Entre 2006 et 2010, Michael Schmidt réalise un projet photographique autour de la nourriture et de la consommation. Lebensmittel [Denrées alimentaires] est à la fois un livre et une installation qui rassemble 177 photographies prises dans différents pays européens : Allemagne, Norvège, Pays-Bas, Autriche, Italie et Espagne. Alternant photographies noir et blanc et couleur, vues générales et gros plans, l’ensemble dresse un portrait de l’alimentation contemporaine. Fermes, exploitations maraîchères, élevages industriels, abattoirs, usines agroalimentaires, la série donne à voir la production, le calibrage et les transformations des denrées alimentaires. L’usage de la couleur met en avant l’utilisation de colorants de synthèse, exacerbe la brillance des emballages en plastique et modifie parfois l’aspect des produits jusqu’à les rendre méconnaissables ou abstraits.
Ce travail n’est pas sans rappeler la série Common Sense que Martin Parr a consacré à la fin des années 1990 à la consommation de masse et à son corollaire, la production de déchets. Celle-ci se décline également sous la forme d’un livre et d’une installation qui matérialise particulièrement bien l’idée d’accumulation. Plus froide et moins spectaculaire, la série de Michael Schmidt n’en interroge pas moins les pratiques de la production alimentaire contemporaine et ses dérives : massification, standardisation, normalisation, conditionnement et transport à outrance. L’agencement de la série par fragments restitue visuellement la discontinuité de la chaîne de production mais aussi les procédés intensifs de découpe et de fractionnement, largement employés dans ce secteur et qui agissent tant sur la qualité des aliments que sur les corps de ceux qui les travaillent et les ingèrent. En nous donnant à voir et à réfléchir autant sur les principes de composition que de décomposition de la matière, l’ensemble agit à la façon d’une vanité contemporaine.

ÉNONCÉ ÉCRIT: Recopiez intégralement, sans rien y changer, le texte ci-dessus sur la série Lebensmittel de Michael Schmidt.

EXTRAIT DE DONNÉES:
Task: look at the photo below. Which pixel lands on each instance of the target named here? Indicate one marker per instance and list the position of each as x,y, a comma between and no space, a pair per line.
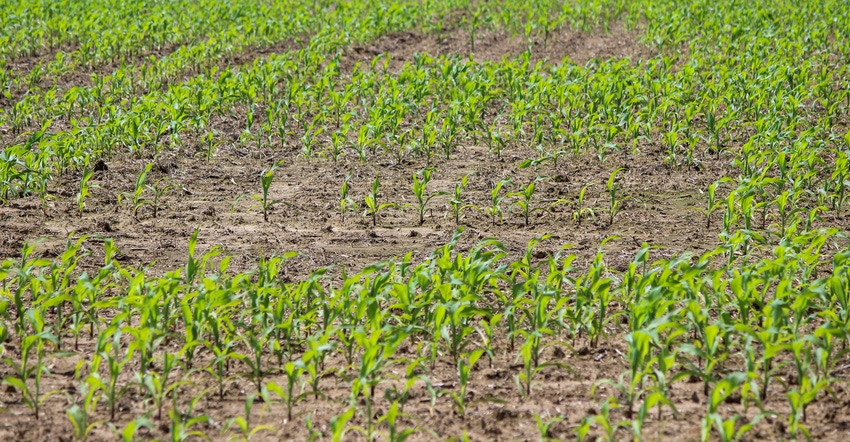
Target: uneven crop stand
424,220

BONNE RÉPONSE:
Entre 2006 et 2010, Michael Schmidt réalise un projet photographique autour de la nourriture et de la consommation. Lebensmittel [Denrées alimentaires] est à la fois un livre et une installation qui rassemble 177 photographies prises dans différents pays européens : Allemagne, Norvège, Pays-Bas, Autriche, Italie et Espagne. Alternant photographies noir et blanc et couleur, vues générales et gros plans, l’ensemble dresse un portrait de l’alimentation contemporaine. Fermes, exploitations maraîchères, élevages industriels, abattoirs, usines agroalimentaires, la série donne à voir la production, le calibrage et les transformations des denrées alimentaires. L’usage de la couleur met en avant l’utilisation de colorants de synthèse, exacerbe la brillance des emballages en plastique et modifie parfois l’aspect des produits jusqu’à les rendre méconnaissables ou abstraits.
Ce travail n’est pas sans rappeler la série Common Sense que Martin Parr a consacré à la fin des années 1990 à la consommation de masse et à son corollaire, la production de déchets. Celle-ci se décline également sous la forme d’un livre et d’une installation qui matérialise particulièrement bien l’idée d’accumulation. Plus froide et moins spectaculaire, la série de Michael Schmidt n’en interroge pas moins les pratiques de la production alimentaire contemporaine et ses dérives : massification, standardisation, normalisation, conditionnement et transport à outrance. L’agencement de la série par fragments restitue visuellement la discontinuité de la chaîne de production mais aussi les procédés intensifs de découpe et de fractionnement, largement employés dans ce secteur et qui agissent tant sur la qualité des aliments que sur les corps de ceux qui les travaillent et les ingèrent. En nous donnant à voir et à réfléchir autant sur les principes de composition que de décomposition de la matière, l’ensemble agit à la façon d’une vanité contemporaine.